#### WHAT IS BEING ASKED
Reproduce every one of the following items word for word, line by line.

— begin —

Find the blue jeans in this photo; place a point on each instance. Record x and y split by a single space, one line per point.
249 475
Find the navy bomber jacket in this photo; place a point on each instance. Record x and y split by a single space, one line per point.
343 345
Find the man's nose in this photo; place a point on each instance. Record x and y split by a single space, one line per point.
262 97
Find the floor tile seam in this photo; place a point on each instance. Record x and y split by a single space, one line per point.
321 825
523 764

— end —

#### OUTPUT FOR THIS TASK
Find the blue jeans in this photo; place a point on each instance. Record x and y split by a single space, one line per point.
249 475
Find the navy bomber jacket in this photo; place a point on each instance. Record x and y split by a single space, one line per point.
343 345
Find the man's nose in this photo; place a point on each instance. Record x and y split by a single space, one line per point.
262 97
Find the floor tile seam in this photo; place a point on each instance. Record x and y split by a single space, one line per point.
321 825
523 764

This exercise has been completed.